WORK ITEM -
Starting at the line that holds "out the ground" and stopping at the line that holds "[(440, 509), (166, 77), (157, 418)]", restate the records below word for word, with both of those lines included.

Start of SUPPLIED INFORMATION

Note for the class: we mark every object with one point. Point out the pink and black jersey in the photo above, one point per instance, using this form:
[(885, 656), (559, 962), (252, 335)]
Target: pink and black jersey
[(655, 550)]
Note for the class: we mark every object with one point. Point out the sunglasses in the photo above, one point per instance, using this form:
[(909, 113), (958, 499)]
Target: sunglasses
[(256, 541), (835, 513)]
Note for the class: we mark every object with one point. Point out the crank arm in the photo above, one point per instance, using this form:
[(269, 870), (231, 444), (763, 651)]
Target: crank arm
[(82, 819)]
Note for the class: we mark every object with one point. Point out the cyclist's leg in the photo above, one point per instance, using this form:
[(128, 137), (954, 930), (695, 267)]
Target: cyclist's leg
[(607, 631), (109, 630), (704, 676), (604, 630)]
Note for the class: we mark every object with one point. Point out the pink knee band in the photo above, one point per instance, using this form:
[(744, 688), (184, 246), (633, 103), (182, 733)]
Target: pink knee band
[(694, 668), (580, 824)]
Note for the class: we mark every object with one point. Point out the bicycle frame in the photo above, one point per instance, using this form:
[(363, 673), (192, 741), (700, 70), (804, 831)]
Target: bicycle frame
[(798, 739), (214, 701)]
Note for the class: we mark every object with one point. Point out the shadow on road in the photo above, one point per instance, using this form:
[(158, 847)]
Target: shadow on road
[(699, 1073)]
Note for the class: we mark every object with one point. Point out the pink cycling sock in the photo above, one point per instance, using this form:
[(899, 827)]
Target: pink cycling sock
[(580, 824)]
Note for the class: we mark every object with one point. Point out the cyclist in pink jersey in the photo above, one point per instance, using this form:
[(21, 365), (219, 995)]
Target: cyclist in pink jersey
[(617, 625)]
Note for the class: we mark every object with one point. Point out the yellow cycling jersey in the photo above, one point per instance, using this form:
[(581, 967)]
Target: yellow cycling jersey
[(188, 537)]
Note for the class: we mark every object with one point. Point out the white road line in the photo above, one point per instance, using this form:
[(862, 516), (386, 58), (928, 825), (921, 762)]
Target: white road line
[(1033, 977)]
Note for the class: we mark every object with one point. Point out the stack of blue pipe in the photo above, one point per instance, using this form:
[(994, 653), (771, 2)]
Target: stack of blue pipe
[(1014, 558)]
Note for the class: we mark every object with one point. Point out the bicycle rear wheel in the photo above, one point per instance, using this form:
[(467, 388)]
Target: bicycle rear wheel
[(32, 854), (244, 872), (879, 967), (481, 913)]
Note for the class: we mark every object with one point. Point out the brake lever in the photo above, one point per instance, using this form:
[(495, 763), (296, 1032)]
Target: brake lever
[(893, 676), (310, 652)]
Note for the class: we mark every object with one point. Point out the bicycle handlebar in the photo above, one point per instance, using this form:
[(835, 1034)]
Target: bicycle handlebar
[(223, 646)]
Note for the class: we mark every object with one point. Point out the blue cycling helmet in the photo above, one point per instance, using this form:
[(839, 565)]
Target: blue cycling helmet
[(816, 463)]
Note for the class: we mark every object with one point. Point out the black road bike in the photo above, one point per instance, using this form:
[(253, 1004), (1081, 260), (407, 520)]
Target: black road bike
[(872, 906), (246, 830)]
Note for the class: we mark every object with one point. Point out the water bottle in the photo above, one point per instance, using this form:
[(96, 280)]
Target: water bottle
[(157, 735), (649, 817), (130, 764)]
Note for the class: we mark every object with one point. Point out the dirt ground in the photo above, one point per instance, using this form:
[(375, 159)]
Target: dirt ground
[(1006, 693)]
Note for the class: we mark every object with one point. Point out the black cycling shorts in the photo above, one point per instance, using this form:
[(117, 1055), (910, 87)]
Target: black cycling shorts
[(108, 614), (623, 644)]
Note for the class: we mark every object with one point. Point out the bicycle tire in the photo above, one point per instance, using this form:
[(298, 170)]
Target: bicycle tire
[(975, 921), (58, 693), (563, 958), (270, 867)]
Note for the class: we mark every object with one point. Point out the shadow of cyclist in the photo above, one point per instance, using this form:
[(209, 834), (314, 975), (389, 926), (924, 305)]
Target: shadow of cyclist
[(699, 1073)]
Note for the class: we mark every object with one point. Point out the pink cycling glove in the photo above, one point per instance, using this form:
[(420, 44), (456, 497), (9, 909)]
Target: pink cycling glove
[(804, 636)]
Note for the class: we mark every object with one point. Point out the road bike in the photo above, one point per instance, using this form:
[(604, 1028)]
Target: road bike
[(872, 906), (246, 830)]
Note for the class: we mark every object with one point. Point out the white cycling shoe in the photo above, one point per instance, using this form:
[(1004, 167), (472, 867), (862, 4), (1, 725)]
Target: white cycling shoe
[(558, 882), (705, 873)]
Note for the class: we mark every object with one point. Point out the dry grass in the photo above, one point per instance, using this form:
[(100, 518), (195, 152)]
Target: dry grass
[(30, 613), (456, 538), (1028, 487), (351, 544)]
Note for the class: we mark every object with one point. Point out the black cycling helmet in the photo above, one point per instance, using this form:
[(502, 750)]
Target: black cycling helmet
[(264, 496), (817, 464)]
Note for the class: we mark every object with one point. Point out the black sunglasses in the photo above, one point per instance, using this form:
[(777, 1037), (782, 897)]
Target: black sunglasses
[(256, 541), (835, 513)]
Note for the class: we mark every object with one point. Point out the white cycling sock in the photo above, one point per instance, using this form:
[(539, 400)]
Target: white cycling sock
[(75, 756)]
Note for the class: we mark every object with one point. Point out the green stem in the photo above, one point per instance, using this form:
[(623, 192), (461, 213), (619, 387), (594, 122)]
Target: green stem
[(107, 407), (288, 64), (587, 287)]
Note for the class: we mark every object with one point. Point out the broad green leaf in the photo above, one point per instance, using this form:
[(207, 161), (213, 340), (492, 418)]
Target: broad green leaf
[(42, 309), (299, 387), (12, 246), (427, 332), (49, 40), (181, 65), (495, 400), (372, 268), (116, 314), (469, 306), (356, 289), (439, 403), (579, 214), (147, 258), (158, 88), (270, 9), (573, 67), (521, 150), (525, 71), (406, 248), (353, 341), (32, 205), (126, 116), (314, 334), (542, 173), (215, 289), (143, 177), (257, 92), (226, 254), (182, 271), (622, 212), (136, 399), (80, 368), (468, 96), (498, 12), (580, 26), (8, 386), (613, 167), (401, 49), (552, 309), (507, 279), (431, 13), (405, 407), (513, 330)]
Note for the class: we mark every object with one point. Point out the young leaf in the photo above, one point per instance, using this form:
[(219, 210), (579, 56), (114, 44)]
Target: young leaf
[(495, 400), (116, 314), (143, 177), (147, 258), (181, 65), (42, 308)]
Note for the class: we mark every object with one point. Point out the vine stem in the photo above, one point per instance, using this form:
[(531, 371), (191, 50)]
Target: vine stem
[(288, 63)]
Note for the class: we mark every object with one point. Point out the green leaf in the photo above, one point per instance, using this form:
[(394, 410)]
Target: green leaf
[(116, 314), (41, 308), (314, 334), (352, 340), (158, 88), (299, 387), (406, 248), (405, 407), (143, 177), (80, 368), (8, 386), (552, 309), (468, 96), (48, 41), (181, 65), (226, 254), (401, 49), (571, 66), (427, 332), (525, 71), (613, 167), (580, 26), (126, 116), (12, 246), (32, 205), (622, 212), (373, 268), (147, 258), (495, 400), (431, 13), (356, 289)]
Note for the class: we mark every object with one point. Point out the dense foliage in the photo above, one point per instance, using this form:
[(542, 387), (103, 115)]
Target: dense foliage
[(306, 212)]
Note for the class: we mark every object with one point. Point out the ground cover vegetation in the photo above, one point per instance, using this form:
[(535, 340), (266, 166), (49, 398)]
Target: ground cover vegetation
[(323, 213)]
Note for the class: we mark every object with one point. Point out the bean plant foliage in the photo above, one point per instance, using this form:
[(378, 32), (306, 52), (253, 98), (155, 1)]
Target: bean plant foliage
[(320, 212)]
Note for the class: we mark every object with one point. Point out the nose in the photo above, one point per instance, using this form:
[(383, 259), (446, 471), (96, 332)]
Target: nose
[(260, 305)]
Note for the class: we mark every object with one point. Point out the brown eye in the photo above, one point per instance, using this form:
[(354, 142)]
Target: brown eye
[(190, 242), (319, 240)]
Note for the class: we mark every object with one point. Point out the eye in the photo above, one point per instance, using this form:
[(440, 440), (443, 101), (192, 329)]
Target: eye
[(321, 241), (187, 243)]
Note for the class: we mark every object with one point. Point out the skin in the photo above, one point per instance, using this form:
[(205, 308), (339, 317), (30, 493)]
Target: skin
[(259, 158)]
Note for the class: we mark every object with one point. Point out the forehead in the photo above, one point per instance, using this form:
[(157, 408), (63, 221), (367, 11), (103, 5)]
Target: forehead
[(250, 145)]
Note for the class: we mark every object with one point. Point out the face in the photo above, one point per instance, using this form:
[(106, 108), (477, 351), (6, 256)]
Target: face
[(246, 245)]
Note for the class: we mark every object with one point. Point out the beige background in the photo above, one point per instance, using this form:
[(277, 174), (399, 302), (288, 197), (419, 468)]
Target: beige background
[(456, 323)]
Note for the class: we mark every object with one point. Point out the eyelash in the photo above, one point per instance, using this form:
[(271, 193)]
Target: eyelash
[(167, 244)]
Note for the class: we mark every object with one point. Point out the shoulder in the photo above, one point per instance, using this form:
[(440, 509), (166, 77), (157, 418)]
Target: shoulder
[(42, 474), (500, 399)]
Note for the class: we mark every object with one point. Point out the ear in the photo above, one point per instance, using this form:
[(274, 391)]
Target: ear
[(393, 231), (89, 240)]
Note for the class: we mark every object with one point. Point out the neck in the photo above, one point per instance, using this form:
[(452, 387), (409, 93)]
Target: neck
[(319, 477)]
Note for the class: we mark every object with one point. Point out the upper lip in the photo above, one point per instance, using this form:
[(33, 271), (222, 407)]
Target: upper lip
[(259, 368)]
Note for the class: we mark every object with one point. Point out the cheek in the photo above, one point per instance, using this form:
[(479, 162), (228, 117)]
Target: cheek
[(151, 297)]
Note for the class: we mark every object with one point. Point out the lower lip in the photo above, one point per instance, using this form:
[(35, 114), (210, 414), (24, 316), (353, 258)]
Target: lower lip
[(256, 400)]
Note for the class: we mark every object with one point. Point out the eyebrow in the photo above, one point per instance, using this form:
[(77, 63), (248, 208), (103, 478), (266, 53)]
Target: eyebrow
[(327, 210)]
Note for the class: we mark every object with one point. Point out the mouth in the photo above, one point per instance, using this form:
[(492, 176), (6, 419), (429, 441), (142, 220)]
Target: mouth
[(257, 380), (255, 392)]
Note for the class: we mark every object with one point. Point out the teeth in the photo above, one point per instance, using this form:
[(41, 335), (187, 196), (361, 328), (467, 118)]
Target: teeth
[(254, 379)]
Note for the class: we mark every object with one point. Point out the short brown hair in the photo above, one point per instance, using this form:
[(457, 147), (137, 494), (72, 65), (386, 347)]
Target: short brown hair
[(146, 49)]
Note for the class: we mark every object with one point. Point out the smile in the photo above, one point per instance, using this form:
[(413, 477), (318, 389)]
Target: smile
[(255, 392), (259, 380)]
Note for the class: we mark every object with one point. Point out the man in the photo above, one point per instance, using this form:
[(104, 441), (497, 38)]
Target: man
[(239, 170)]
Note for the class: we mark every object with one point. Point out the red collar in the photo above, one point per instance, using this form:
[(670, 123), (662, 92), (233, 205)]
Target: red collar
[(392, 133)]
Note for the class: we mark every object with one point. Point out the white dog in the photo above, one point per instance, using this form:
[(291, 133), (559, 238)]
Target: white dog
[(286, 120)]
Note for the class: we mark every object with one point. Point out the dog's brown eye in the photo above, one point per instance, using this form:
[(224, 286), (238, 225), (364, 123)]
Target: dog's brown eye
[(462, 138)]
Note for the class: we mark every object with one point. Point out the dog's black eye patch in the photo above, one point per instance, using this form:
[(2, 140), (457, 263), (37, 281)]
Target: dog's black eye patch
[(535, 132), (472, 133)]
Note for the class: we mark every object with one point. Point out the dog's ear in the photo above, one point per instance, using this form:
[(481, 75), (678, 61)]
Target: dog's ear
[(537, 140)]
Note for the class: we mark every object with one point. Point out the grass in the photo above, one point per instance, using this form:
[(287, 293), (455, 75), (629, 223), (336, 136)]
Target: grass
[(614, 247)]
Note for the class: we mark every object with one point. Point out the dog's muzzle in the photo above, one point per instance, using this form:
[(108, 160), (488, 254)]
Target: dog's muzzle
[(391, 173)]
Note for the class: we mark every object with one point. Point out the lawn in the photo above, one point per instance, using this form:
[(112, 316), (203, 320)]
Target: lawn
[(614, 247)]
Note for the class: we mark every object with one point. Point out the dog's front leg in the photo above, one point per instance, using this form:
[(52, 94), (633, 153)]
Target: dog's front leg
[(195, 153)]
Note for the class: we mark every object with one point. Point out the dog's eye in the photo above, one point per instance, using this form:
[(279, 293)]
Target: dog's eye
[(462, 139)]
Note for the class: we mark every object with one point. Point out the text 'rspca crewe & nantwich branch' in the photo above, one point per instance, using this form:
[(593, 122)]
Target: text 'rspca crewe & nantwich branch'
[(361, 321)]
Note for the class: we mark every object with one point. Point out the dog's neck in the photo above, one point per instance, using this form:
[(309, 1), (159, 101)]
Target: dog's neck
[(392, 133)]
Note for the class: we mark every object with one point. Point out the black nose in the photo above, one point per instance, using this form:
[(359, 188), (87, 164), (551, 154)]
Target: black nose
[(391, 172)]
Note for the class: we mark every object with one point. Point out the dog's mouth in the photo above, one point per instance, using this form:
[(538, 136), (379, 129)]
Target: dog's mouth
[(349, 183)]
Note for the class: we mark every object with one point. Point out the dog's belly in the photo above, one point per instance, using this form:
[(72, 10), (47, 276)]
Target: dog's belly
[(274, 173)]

End of SUPPLIED INFORMATION

EXERCISE SOLUTION -
Note for the class: we mark every object with one point. Point out the ground cover vegetation in the photo above, one point per instance, using this form:
[(535, 340), (266, 166), (49, 398)]
Target: ground cover vegetation
[(323, 213)]
Note for the class: we mark every object with one point. Point out the bean plant foliage in the photo above, one point per instance, using this form:
[(378, 32), (306, 52), (253, 98), (155, 1)]
Target: bean plant foliage
[(320, 212)]
Note for the class: we mark every object with one point. Point out the nose in the photo above, one point per instance, using this form:
[(383, 259), (446, 471), (96, 332)]
Target: nose
[(260, 305)]
Note for the class: we mark every object with one point. Point out the brown eye in the photo above, one point per instance, using this form:
[(354, 142)]
Target: brown eye
[(190, 242), (319, 240)]
Note for the class: we mark every object with one point. Point out the eye in the photo above, one point per instance, using this form:
[(440, 440), (443, 101), (192, 329)]
Target: eye
[(321, 241), (187, 243)]
Note for the class: we mark every object with one point. Point out the skin in the photo above, one point per instance, using this form:
[(205, 308), (339, 317), (30, 493)]
Target: skin
[(259, 158)]
Note for the class: we mark every object with one point. Point out the forehead in the photo above, one point per instance, using this form:
[(157, 408), (63, 221), (367, 11), (103, 5)]
Target: forehead
[(250, 145)]
Note for the class: we mark every object with one point. Point out the face in the photo above, one point per instance, using this form:
[(106, 108), (477, 351), (6, 256)]
Target: face
[(246, 245)]
Note for the class: we mark every object with one point. Point out the beige background in the photo above, one point per instance, using this form:
[(277, 174), (399, 302), (288, 197), (419, 468)]
Target: beige background
[(456, 323)]
Note for the class: we mark every object with one point. Point out the eyelash in the photo above, one point per instance, using this form:
[(271, 193)]
Target: eyelash
[(167, 244)]
Note for the class: we mark every object with one point. Point out the shoulder in the photo above, one point per instance, using this form:
[(440, 509), (166, 77), (157, 418)]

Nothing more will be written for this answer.